= TASK REQUIREMENTS =
Every line containing the string "simplified" is to be copied from the records.

::: TASK INPUT :::

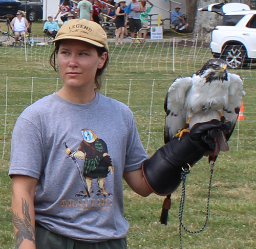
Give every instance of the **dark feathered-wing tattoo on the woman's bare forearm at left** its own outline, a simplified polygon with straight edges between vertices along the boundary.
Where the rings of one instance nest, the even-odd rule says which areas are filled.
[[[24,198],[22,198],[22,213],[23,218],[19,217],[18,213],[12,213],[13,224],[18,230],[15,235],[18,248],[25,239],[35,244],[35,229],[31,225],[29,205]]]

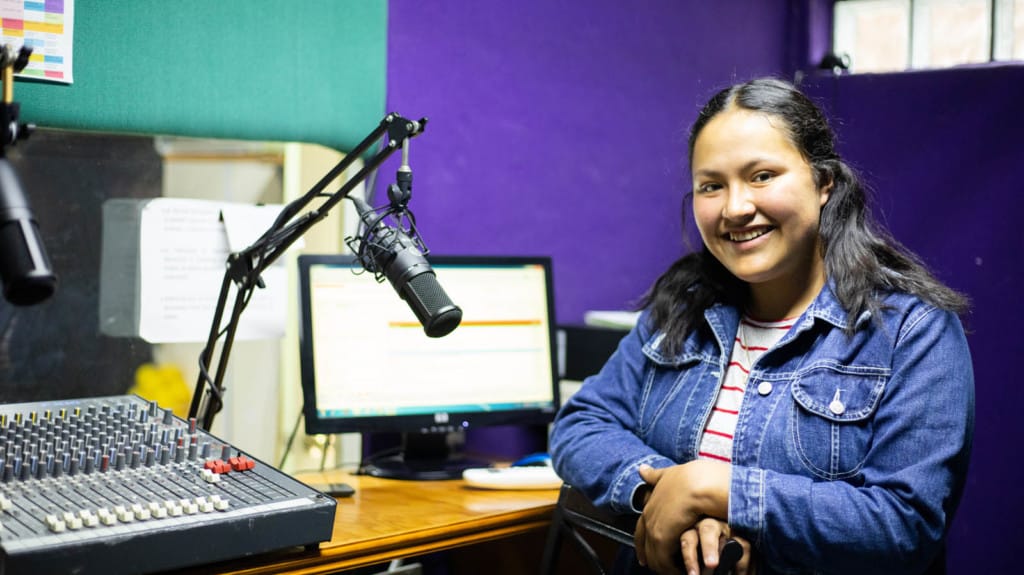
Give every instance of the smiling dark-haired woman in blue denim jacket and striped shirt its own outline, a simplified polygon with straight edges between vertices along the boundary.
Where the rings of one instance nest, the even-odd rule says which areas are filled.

:::

= RESULT BELOW =
Give every instance of the **dark feathered-wing tattoo on the woman's bare forearm at left** its own outline, a simplified polygon with straight edges between vertices along the boundary.
Give every instance of the smiling dark-haired woman in blue denim jacket and striped shirt its own outline, a simplified polygon with straight edges between vertices along the boundary.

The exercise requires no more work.